CONSIGNES:
1. Dans le texte sur le club d'échecs, recopiez le passage allant de « Qui a écrit » jusqu'à « inventé les échecs ? » inclus, en substituant « tarte aux pommes » à « mousse au chocolat ».
2. Reprenez le texte sur le club d'échecs à l'endroit où il s'arrête et poursuivez-en la rédaction.

TEXTE À LIRE:
• • • • • • •

En réalité, je fais allusion aux déclarations récentes d’un certain Zemmourkovich, ou Zemmouropoulos, je ne sais plus, qui a décrété que, les échecs n’étant pas une terre vierge mais un sport avec une histoire, un passé, les prénoms des joueurs participant aux interclubs devaient impérativement incarner l’histoire du roi des jeux. Sur le coup, j’avoue avoir été un peu embêté. Parce qu’en consultant la liste de mes joueurs potentiels, je me suis dit que ça allait être compliqué. Je n’ai par exemple trouvé nulle trace d’un Saint Chedy dans l’histoire des échecs et encore moins d’un Saint Patate, ni même d’un Saint Stéphane, qui est un prénom grec, et les Grecs, c’est bien connu, ils excellent surtout au bilboquet. Bref : j’étais perplexe. Je m’apprêtais à me résigner à aller rejoindre les cheveux de Cédric à Pôle emploi pour pointer comme capitaine au chômage quand tout à coup une illumination a traversé la chambre noire qui me sert habituellement d’esprit.

Qui a écrit l’histoire des échecs ? Karpov, Kasparov, Smyslov, Makelov… Les Russes, pardi ! Même quand ils sont français, comme Alekhine ou Vachier-Lagravovich, ils sont russes ! Et des Russes, c’est pas ça qui manque au club : Krystov, Brunov, Alexirovich, Chedyrovich… Et surtout, j’allais pouvoir sélectionner dans mon équipe la plus slave d’entre les slaves, la délicieuse, propre (puisqu’elle slave) et talent-tueuse Anastasia !

Tout ragaillardi par ma trouvaille, j’allai derechef (encore un Russe) consulter le coach, qui était occupé, avec une conscience professionnelle qui l’honore, à goûter la nouvelle recette de mousse au chocolat que Jean compte servir à l’Open :
« Coach, coach, que je lui fais. C’est bien les Russes qui ont inventé les échecs ?

• • • • • • •

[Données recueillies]
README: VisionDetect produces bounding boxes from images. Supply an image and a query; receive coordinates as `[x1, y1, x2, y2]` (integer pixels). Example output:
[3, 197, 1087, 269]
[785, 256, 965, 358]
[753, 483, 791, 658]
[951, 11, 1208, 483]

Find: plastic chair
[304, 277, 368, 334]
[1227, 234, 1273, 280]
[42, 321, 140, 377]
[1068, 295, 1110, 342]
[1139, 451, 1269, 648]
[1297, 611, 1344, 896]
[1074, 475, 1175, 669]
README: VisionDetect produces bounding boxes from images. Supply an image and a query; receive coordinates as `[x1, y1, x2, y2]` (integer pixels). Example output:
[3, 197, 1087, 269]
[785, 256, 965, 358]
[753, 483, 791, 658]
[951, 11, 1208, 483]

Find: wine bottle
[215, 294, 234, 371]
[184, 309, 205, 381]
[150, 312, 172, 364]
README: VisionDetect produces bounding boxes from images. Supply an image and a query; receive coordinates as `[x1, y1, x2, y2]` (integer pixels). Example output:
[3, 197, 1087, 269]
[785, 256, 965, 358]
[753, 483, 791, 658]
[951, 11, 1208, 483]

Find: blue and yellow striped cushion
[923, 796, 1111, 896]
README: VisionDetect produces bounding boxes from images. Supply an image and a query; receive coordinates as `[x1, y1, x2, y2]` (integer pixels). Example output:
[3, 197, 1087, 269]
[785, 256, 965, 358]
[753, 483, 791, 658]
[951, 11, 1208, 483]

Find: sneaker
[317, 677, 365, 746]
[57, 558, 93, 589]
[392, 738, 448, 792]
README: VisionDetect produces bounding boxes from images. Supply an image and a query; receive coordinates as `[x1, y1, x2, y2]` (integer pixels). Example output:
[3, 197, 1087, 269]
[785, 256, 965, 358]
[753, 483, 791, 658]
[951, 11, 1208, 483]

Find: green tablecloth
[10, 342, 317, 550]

• • • • • • •

RÉPONSES:
1.
Qui a écrit l’histoire des échecs ? Karpov, Kasparov, Smyslov, Makelov… Les Russes, pardi ! Même quand ils sont français, comme Alekhine ou Vachier-Lagravovich, ils sont russes ! Et des Russes, c’est pas ça qui manque au club : Krystov, Brunov, Alexirovich, Chedyrovich… Et surtout, j’allais pouvoir sélectionner dans mon équipe la plus slave d’entre les slaves, la délicieuse, propre (puisqu’elle slave) et talent-tueuse Anastasia !

Tout ragaillardi par ma trouvaille, j’allai derechef (encore un Russe) consulter le coach, qui était occupé, avec une conscience professionnelle qui l’honore, à goûter la nouvelle recette de tarte aux pommes que Jean compte servir à l’Open :
« Coach, coach, que je lui fais. C’est bien les Russes qui ont inventé les échecs ?

2.
_ Mais pas du tout, Patate, qu’il me rétorque la bouche encore pleine. Ch’est les Indiens.
_ Les Indiens ? Vous êtes sûr ? que je lui demande.
_ Auchi chûr que chinq et chinq font dich », déglutit-il.

Plouf. Mon plan génial tombait à la flotte dans un grand bruit de chasse d’eau. Mais cestpaspossible, quallaisjedoncfaire ?

C’est alors qu’une deuxième illumination me traversa la chambre noire, ce devait être le réchauffement climatique : je n’avais qu’à donner à mes joueurs des noms indiens, et le tour était joué ! Je décidai alors de rebaptiser, dans l’ordre des échiquiers, Jean-Pierre, Moussa, Chedy, Alexis, Cumali, Bruno, Christophe et Mapomme : Faucon bougon, Faucon à Lunettes, Faucon Attardé (car jamais à l’heure), Oeil de Faucon, Plume de Faucon, Faucon Déplumé, Faucon Cause, et en tête de gondole le capitaine, Faucon Toucourt. Ce qui fit dire au coach : « Je ne sais pas où vous avez déniché vos faucons, mais moi je crois que je viens d’en trouver un vrai. »

 

En plus de l’onomastique, j’avais aussi fait du coaching, à la manière d’un José Deschamps ou d’un Didier Mourinho. Je m’étais placé en tête de cordée pour tenter de faire fumer de force à l’aîné des Adrian et ses presque 1750 Zélos le calumet de la paix (première partie du plan), charge aux deux échiquiers suivants de nous offrir le scalp de leur adversaire (2ème partie du plan). Avec une forte probabilité de gain au 7ème, une victoire sur les Tuniques Bleues du capitaine Périsse était à notre portée.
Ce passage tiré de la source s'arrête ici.